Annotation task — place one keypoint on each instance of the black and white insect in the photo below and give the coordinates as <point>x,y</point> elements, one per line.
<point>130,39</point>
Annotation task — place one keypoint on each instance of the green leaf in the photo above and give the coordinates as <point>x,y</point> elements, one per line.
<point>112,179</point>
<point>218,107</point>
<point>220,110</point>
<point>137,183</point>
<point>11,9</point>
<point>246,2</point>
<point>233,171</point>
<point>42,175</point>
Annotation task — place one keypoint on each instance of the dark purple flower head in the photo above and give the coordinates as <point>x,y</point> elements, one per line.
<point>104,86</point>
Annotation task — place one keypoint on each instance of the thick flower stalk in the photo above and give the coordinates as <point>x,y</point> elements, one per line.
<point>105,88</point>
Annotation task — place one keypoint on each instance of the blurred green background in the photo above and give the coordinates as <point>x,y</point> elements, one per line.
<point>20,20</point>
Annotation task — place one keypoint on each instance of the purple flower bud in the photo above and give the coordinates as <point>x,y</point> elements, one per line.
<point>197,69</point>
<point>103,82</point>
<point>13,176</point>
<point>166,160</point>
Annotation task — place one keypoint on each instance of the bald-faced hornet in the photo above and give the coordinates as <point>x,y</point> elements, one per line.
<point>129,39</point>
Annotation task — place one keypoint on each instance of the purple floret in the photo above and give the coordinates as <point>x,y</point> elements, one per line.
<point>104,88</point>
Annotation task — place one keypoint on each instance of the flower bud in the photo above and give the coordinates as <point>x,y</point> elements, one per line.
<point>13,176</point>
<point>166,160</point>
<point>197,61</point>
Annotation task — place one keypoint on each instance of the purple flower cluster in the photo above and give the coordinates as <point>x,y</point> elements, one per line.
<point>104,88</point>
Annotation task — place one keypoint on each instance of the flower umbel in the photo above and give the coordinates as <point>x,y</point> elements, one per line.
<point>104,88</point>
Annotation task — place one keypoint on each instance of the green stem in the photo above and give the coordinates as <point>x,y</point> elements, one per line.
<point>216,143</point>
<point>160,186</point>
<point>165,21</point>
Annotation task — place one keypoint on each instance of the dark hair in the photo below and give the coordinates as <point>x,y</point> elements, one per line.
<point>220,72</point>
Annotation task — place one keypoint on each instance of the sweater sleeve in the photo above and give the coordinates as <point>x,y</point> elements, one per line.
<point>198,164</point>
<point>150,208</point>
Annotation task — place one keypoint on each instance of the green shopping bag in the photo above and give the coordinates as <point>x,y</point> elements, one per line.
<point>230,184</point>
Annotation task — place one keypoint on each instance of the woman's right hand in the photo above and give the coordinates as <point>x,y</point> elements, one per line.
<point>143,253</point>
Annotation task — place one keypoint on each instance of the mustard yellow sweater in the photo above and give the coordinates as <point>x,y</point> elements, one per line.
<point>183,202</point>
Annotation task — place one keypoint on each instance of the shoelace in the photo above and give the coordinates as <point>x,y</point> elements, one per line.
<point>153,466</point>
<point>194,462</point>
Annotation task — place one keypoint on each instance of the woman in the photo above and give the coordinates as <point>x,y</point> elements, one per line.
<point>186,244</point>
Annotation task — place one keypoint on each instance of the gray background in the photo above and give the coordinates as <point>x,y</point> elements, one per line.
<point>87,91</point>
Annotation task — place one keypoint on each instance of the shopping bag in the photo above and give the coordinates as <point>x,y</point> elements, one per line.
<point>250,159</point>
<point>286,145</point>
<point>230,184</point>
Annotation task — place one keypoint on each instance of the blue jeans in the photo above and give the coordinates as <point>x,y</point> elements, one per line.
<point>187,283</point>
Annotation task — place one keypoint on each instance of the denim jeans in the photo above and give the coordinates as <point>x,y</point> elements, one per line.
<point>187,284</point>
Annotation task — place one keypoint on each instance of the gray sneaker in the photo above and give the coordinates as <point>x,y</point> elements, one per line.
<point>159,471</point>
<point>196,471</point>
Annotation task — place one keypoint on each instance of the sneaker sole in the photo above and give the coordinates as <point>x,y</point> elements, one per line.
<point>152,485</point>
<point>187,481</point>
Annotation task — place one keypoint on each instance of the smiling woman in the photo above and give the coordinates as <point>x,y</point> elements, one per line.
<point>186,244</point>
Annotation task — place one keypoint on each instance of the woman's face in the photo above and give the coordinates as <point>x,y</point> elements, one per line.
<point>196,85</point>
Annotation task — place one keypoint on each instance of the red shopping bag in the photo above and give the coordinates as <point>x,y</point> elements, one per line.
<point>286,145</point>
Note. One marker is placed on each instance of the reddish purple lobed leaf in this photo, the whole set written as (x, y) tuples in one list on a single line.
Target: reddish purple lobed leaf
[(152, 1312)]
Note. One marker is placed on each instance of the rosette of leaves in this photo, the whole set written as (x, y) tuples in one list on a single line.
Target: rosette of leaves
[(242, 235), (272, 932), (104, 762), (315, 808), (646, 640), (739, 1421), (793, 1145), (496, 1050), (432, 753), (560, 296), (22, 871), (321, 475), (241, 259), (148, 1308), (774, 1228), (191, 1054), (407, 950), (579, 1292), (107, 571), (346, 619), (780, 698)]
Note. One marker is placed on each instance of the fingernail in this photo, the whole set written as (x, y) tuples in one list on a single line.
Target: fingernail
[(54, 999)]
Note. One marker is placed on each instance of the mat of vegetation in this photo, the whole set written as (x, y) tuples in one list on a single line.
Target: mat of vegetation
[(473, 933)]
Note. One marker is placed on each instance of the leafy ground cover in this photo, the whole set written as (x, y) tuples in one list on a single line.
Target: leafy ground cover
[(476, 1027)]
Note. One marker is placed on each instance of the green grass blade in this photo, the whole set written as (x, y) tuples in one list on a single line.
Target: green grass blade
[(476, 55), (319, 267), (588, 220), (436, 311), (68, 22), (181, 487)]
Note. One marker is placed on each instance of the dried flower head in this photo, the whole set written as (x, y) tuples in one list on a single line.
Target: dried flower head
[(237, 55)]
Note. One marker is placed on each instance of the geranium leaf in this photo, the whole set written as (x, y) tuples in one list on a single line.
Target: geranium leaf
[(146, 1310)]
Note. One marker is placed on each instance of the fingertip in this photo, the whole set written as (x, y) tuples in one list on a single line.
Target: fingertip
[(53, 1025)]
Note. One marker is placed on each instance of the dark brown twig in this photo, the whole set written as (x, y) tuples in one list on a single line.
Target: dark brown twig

--*--

• _Your goal_: Retype the rows from the line with "Note. One marker is placed on each instance of the fingernail" up to and including the line with "[(54, 999)]", reproducing each line exactly.

• _Right answer_:
Note. One marker is placed on each instance of the fingernail in this photo, the whole set written as (x, y) tuples in one list on a single line.
Target: fingernail
[(54, 999)]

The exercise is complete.